- **Data listing**
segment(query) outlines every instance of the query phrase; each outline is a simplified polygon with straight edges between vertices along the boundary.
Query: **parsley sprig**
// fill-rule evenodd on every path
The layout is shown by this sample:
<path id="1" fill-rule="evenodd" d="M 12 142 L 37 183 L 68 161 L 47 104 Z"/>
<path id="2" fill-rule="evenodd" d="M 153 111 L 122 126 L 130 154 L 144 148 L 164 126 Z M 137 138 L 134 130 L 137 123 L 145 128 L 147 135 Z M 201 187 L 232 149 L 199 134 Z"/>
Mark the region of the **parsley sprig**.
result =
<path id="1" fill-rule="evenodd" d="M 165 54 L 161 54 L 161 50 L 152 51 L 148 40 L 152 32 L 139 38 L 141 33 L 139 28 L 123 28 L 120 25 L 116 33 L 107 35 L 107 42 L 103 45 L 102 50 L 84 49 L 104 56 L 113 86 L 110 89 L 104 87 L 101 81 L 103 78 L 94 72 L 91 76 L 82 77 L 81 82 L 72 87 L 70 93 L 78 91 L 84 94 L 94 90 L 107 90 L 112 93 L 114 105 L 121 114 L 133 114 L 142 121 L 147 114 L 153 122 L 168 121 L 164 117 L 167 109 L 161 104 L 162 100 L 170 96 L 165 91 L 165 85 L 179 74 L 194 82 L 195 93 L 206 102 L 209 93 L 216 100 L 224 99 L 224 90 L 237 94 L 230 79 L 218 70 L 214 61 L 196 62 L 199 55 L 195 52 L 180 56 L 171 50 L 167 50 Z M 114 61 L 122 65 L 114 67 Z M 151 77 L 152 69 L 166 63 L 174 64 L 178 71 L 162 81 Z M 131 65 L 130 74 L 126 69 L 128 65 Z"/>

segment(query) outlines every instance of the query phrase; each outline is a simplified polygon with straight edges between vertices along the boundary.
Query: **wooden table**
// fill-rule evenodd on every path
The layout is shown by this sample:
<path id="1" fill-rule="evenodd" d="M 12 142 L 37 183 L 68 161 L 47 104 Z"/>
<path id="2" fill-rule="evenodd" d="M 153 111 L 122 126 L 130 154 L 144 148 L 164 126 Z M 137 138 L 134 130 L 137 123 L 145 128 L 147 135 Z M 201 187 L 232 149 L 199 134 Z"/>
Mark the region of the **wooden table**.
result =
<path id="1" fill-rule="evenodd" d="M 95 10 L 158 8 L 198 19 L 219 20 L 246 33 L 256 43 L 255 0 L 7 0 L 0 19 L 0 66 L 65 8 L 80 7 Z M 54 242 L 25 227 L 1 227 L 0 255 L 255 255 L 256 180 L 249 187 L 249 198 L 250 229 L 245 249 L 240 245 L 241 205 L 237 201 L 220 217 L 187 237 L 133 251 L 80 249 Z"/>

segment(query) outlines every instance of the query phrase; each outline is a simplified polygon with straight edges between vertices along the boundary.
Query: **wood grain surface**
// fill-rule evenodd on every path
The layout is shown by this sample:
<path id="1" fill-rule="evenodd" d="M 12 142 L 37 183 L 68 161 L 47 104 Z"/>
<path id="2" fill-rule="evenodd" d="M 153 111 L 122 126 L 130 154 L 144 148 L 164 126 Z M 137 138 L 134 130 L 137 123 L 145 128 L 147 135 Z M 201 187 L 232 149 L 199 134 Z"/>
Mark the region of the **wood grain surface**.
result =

- **To be done**
From the rows above, pick out every line that contains the string "sprig" and copy each one.

- **Correct result**
Query: **parsley sprig**
Mark the region of the **parsley sprig**.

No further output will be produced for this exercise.